• [Exercise goal] Render every line of the entries as a numbered list, omitting blank lines. Exclude the pictures from your answer.

====== Entries supplied

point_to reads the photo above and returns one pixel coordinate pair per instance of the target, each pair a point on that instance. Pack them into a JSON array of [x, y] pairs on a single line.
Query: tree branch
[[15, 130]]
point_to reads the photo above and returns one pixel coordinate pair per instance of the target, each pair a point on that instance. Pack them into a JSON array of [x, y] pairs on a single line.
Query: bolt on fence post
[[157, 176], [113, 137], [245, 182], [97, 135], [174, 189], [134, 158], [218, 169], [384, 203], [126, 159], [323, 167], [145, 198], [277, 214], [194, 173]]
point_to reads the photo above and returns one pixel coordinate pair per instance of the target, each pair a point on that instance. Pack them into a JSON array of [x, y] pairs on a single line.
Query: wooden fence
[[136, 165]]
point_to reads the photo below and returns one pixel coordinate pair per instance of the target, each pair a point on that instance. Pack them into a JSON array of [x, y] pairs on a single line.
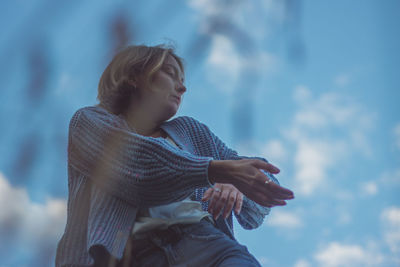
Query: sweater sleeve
[[143, 171], [252, 214]]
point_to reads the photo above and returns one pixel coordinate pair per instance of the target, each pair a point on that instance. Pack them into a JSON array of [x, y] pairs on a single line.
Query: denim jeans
[[199, 244]]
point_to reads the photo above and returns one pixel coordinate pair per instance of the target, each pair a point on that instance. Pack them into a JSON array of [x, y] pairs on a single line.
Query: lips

============

• [Result of this exercise]
1. point_to reads the photo above and returns one pixel coordinate pair per instance of the target, each pair a point on that instance. Pack them into a JSON array of [x, y] pairs on a single line.
2. Query: tree branch
3. [[15, 130]]
4. point_to reads the photo above and returns one pixel coordinate pair per instance of the target, each pair a point on that instance. Pack them into a JSON array of [x, y] pairs on a single line.
5. Query: bolt on fence post
6. [[157, 176], [113, 137], [245, 182], [97, 135], [174, 189], [134, 158], [218, 169], [384, 203], [126, 159], [323, 167], [145, 198], [277, 214], [194, 173]]
7. point_to reads the photo above and returns one pixel coordinate pair per instance of the target, each pair a point on that instance. Pack them into a JSON array of [x, y] pairs on a single line.
8. Query: wooden fence
9. [[136, 165]]
10. point_to reads the photo below and returns one pixel coordinate pair per instance of the target, each pair a point on that instance. Pack them into a JSON array of [x, y] pairs on a single line.
11. Query: sweater sleeve
12. [[143, 171], [252, 214]]
13. point_to reads the photo above and returns one pixel coordinate pair per instance of the target, each pair a point on that instance. Pack them into a JSON array of [x, y] pairs on a single line.
14. Query: denim jeans
15. [[199, 244]]
16. point_to reads the photo above and returns one pixel coordinate pair per instance of the target, each pair a point on that instance. Pack them into a JSON array of [x, y] pairs on a single line.
17. Query: lips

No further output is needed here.